_PROBLEMS TO WORK ON:_
**A.** Translate this sentence from the passage on presidents expanding executive power into Spanish: "The department was tasked with protecting the U.S. from terrorism, managing border security, and coordinating emergency responses."
**B.** Continue the passage on presidents expanding executive power, picking up after its final sentence.

_EXCERPTED PASSAGE:_
Although intended to protect national security, the loyalty program also contributed to a climate of fear that helped fuel the Red Scare, McCarthyism, and violations of civil liberties.

Impact: The Loyalty Review Board reflected how executive power can expand in response to perceived threats, sometimes at the expense of constitutional protections.

Nixon Establishes the EPA and DEA (Early 1970s)

President Richard Nixon, though often seen as a conservative, expanded the scope of the federal government through executive action. In response to growing public concern about pollution and drug abuse, he used his powers as Chief Executive to create:

  • The Environmental Protection Agency (EPA), to regulate pollutants and protect the natural environment,
  • The Drug Enforcement Administration (DEA), to combat drug trafficking and enforce narcotics laws.

Nixon also introduced a concept known as New Federalism, which provided block grants to states and gave them greater discretion in how to spend federal funds for welfare and other social programs.

Impact: Nixon demonstrated how a president could reorganize and expand executive agencies to meet emerging national challenges.

George W. Bush Creates the Department of Homeland Security (2001–2002)

Following the terrorist attacks of September 11, 2001, President George W. Bush responded by reorganizing multiple federal agencies into the newly created Department of Homeland Security (DHS). The department was tasked with protecting the U.S. from terrorism, managing border security, and coordinating emergency responses.

_LISTED ENTRIES:_

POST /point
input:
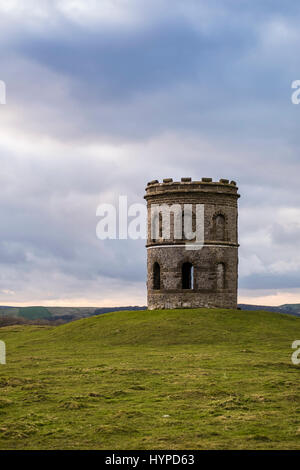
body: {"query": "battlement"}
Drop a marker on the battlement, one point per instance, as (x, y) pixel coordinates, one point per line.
(188, 185)
(189, 180)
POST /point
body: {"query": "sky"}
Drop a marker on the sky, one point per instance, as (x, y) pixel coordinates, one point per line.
(103, 96)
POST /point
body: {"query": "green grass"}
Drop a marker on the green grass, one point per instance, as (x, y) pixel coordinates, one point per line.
(177, 379)
(34, 313)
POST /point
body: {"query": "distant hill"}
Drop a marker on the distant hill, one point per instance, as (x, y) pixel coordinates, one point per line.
(172, 379)
(67, 314)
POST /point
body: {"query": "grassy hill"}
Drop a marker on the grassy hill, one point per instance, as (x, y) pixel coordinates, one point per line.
(177, 379)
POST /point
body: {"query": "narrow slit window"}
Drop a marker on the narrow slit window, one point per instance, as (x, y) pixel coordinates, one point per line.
(156, 276)
(187, 276)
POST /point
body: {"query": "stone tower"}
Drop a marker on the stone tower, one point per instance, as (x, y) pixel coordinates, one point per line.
(180, 273)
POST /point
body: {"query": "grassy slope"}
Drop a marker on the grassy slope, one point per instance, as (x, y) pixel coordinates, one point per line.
(186, 379)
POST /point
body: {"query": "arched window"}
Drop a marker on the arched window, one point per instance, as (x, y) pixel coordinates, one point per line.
(220, 227)
(187, 276)
(156, 276)
(221, 276)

_ANSWERS BY TASK:_
**A.** El departamento tenía la tarea de proteger a los Estados Unidos del terrorismo, gestionar la seguridad fronteriza y coordinar las respuestas ante emergencias.

**B.**
Bush also introduced the Homeland Security Advisory System, a public warning mechanism designed to keep citizens informed of potential threats.

Impact: DHS became one of the largest federal agencies and marked a significant expansion of executive authority in response to global terrorism.

Barack Obama: DACA (Deferred Action for Childhood Arrivals, 2012)

President Barack Obama used executive authority to launch DACA, a program shielding eligible undocumented immigrants brought to the U.S. as children (known as “Dreamers”) from deportation. While not providing a pathway to citizenship, DACA granted temporary legal status and work authorization. Critics argued it overstepped executive power, while supporters saw it as a necessary humanitarian measure in the absence of congressional action.

Impact: DACA became a central issue in immigration debates, and its legal status has been challenged and defended in multiple court cases and administrations.

Donald Trump: Executive Orders on Immigration and Deregulation (2017–2020)

Upon taking office, President Donald Trump issued a series of executive orders that expanded the power of the executive branch:

  • The “travel ban” temporarily restricted entry from several predominantly Muslim countries.
  • An executive order in 2017 mandated the rollback of two existing federal regulations for every new one proposed.
  • He also used executive authority to divert military funding to construct sections of a border wall along the U.S.-Mexico border.

Impact: These orders sparked widespread legal and political challenges, illustrating how executive power can redefine federal policy—particularly in immigration and regulation.

Joe Biden: COVID-19 Response and Student Loan Policy (2021–Present)

President Joe Biden has relied on executive actions to respond to the COVID-19 pandemic and economic recovery:

  • He issued mask mandates on federal property and for transportation.
  • Directed vaccine distribution through federal agencies.
  • Invoked the Defense Production Act to boost manufacturing of PPE and tests.
  • Announced a plan to cancel federal student loan debt for millions of borrowers. Though the Supreme Court struck down a broad cancellation attempt in 2023, Biden used executive authority to initiate targeted forgiveness through the Department of Education.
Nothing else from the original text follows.